-- Start of Excerpted data --

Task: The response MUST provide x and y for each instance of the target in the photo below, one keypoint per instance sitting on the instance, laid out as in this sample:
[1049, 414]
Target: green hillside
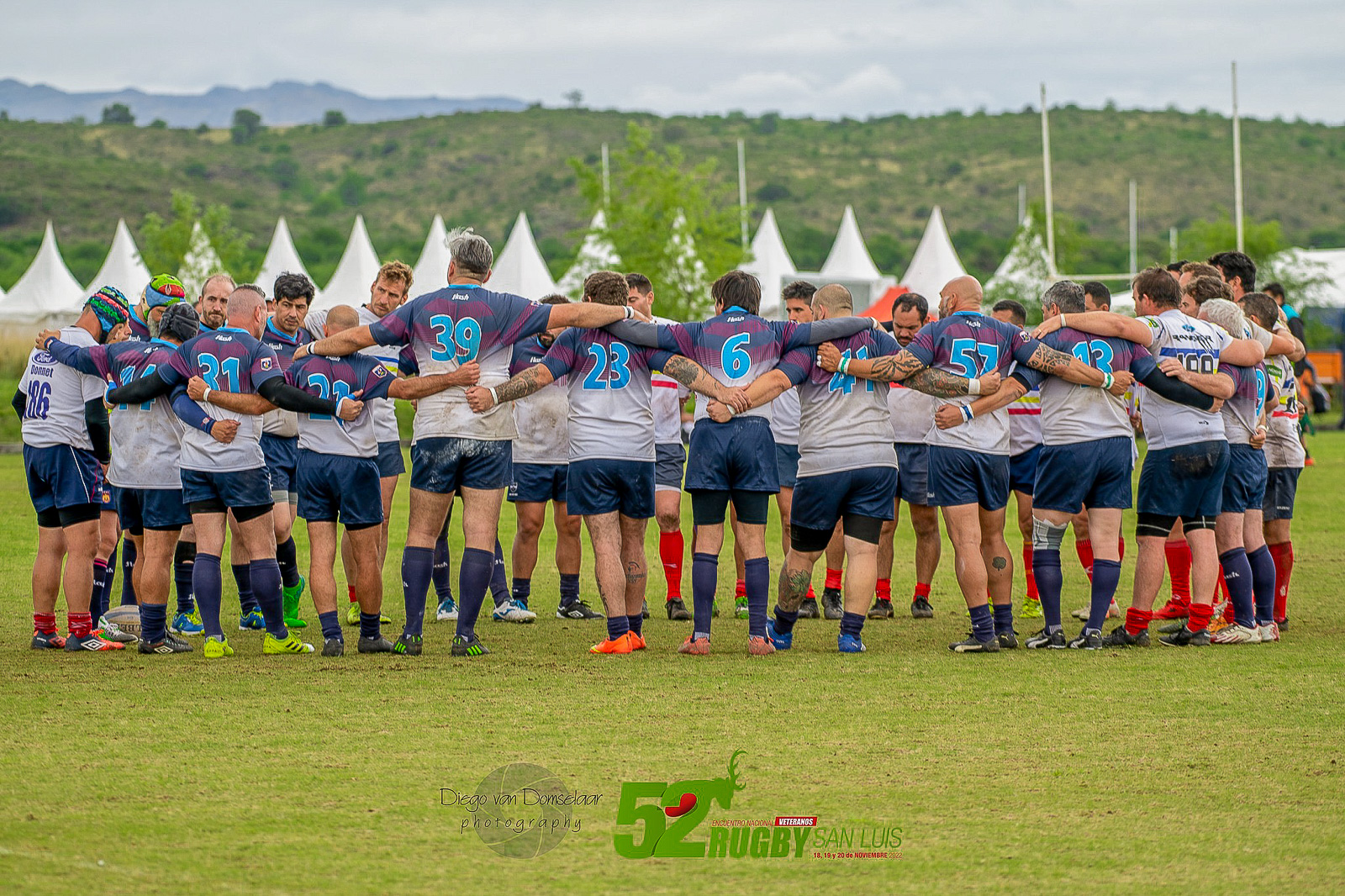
[482, 168]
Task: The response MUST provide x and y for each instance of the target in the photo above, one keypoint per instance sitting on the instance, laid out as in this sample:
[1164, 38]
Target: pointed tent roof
[520, 268]
[46, 288]
[430, 272]
[282, 257]
[771, 264]
[356, 269]
[935, 261]
[123, 268]
[596, 253]
[849, 259]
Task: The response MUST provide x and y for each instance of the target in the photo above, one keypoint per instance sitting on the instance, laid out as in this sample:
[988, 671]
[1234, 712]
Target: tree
[118, 113]
[246, 125]
[658, 213]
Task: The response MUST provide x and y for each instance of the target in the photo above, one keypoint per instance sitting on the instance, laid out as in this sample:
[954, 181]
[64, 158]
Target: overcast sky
[826, 60]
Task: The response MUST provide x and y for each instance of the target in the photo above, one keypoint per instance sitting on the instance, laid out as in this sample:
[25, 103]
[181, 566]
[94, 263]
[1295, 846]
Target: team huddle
[171, 427]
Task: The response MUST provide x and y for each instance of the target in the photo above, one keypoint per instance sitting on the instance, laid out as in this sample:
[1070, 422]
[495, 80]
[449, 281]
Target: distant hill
[284, 103]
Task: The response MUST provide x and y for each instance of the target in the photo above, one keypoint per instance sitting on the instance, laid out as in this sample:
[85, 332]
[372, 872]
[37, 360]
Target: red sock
[1200, 616]
[1284, 557]
[1137, 620]
[1026, 571]
[1084, 551]
[80, 625]
[672, 551]
[1179, 569]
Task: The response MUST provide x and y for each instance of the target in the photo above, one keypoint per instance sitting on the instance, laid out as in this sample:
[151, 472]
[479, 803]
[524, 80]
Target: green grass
[1203, 771]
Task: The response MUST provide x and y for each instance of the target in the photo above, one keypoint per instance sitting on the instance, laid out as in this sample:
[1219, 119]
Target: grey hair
[1224, 314]
[470, 250]
[1066, 295]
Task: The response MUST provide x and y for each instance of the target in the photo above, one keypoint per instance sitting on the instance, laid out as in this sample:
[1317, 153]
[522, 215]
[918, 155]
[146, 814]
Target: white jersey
[57, 394]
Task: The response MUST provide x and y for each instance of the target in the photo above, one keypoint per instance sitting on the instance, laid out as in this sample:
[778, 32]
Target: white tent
[430, 272]
[356, 272]
[596, 253]
[520, 266]
[199, 264]
[46, 289]
[282, 257]
[849, 259]
[935, 261]
[123, 268]
[771, 264]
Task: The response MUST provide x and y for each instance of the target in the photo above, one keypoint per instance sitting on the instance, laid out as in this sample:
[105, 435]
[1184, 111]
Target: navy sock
[569, 588]
[474, 577]
[443, 584]
[206, 584]
[331, 625]
[287, 557]
[242, 577]
[128, 566]
[154, 623]
[1046, 569]
[1263, 582]
[266, 580]
[1106, 577]
[182, 564]
[417, 571]
[757, 575]
[705, 579]
[982, 623]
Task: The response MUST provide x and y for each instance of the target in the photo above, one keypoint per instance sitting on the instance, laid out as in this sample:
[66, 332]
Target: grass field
[1219, 770]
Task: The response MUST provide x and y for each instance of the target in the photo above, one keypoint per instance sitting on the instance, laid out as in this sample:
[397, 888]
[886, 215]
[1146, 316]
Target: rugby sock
[569, 588]
[1179, 569]
[1200, 616]
[474, 576]
[266, 580]
[1137, 620]
[443, 584]
[154, 622]
[672, 549]
[185, 557]
[1284, 557]
[1026, 571]
[287, 557]
[80, 625]
[1084, 549]
[206, 586]
[982, 623]
[705, 579]
[128, 566]
[331, 625]
[1263, 584]
[757, 577]
[417, 568]
[1105, 580]
[242, 577]
[1049, 579]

-- End of Excerpted data --

Can you give every line of the rows above as a numbered list, leaving out blank lines and the pictures?

* Task result *
1. Task: The response MUST provide x and y for each instance of the target in the photo below, one keypoint per instance sitting on the instance, laid out as in this sample:
2. [1049, 414]
3. Target: green hillside
4. [482, 168]
5. Task: The response MUST provide x and y for each instance of the target in the photo above, one keypoint per instance sitting on the instance, laid out as in this sample:
6. [1164, 38]
7. Target: pointed tent roof
8. [520, 268]
9. [46, 288]
10. [430, 272]
11. [282, 257]
12. [771, 264]
13. [356, 269]
14. [935, 261]
15. [123, 268]
16. [596, 253]
17. [849, 259]
18. Task: The response MUST provide x and y for each instance of the target in the photo above, one keypoint per instance sitting on the instance, laid out as in this sample:
19. [988, 671]
20. [1234, 712]
21. Target: tree
22. [118, 113]
23. [246, 125]
24. [658, 213]
25. Task: The response MUST provide x and y for each instance of the target in the photo above, one keypoint per instance sitting on the instance, laid out as in this sample:
26. [954, 181]
27. [64, 158]
28. Target: overcast sky
29. [826, 60]
30. Task: The response MUST provide x and y for each instance of the target in the photo above, one keypoint per instance sitting on the instance, laid out as in this sample:
31. [25, 103]
32. [181, 566]
33. [94, 263]
34. [1295, 846]
35. Target: team huddle
36. [171, 427]
37. Task: The response MUST provide x and y for each instance of the target in the photo above, one keypoint per instance sitting on the instance, laid out as in this sample:
38. [1070, 422]
39. [495, 80]
40. [449, 281]
41. Target: distant hill
42. [284, 103]
43. Task: The response MUST provide x and y for each instance of the target in the photo above, one keypoint per instance sitting on the instance, laid out as in this sample:
44. [85, 332]
45. [372, 872]
46. [37, 360]
47. Target: red sock
48. [1200, 616]
49. [1284, 557]
50. [1137, 620]
51. [1026, 571]
52. [1084, 551]
53. [80, 625]
54. [672, 551]
55. [1179, 569]
56. Task: The response MUST provide x and y for each instance of the target in the photo above, one keypoint per instance sitting on the instance, laid out as in this sample:
57. [151, 472]
58. [479, 803]
59. [524, 80]
60. Target: green grass
61. [1203, 771]
62. Task: The response MUST provide x and y for each instance of the target in the photo above, one keypoint per instance sitting on the instance, laid out as in this sample:
63. [1219, 119]
64. Target: grey hair
65. [1224, 314]
66. [470, 250]
67. [1066, 295]
68. Task: The response MUST provide x and y for each instance of the target in the photo above, one keypoint per instance sitting on the instance, laid out as in this sample:
69. [1317, 153]
70. [522, 215]
71. [918, 155]
72. [146, 814]
73. Target: white jersey
74. [57, 394]
75. Task: The response MUST provide x and y for each instance of the target in the photo above, one keypoint per instance sitting on the instance, laid out as in this sample:
76. [778, 32]
77. Target: white tent
78. [430, 272]
79. [356, 272]
80. [596, 253]
81. [520, 266]
82. [199, 264]
83. [46, 289]
84. [282, 257]
85. [849, 259]
86. [935, 261]
87. [123, 268]
88. [771, 264]
89. Task: The response MUST provide x and y for each instance of the target in the photo above, one keypoint per instance sitting on the instance, laid out as in this sample:
90. [105, 435]
91. [1184, 111]
92. Target: navy sock
93. [569, 588]
94. [474, 577]
95. [443, 584]
96. [206, 584]
97. [331, 625]
98. [287, 557]
99. [242, 577]
100. [128, 566]
101. [154, 623]
102. [1046, 569]
103. [1263, 582]
104. [266, 580]
105. [1106, 577]
106. [182, 564]
107. [417, 571]
108. [757, 575]
109. [705, 579]
110. [982, 623]
111. Task: The response MUST provide x and y for each instance of the target in the photo above, one keypoint per instance sitting on the instance, laid out as in this sample:
112. [66, 332]
113. Target: grass field
114. [1219, 770]
115. Task: The response MUST provide x and y for each instance of the target in the photo above, one keypoint per instance sitting on the instance, laid out as in this sample:
116. [397, 888]
117. [886, 215]
118. [1146, 316]
119. Target: rugby sock
120. [569, 588]
121. [1179, 569]
122. [1200, 616]
123. [474, 576]
124. [266, 580]
125. [1137, 620]
126. [443, 584]
127. [154, 622]
128. [672, 549]
129. [185, 557]
130. [1284, 557]
131. [1026, 571]
132. [287, 557]
133. [80, 625]
134. [1084, 549]
135. [206, 586]
136. [982, 623]
137. [705, 579]
138. [128, 566]
139. [331, 625]
140. [1263, 584]
141. [757, 577]
142. [417, 568]
143. [1105, 580]
144. [242, 577]
145. [1049, 579]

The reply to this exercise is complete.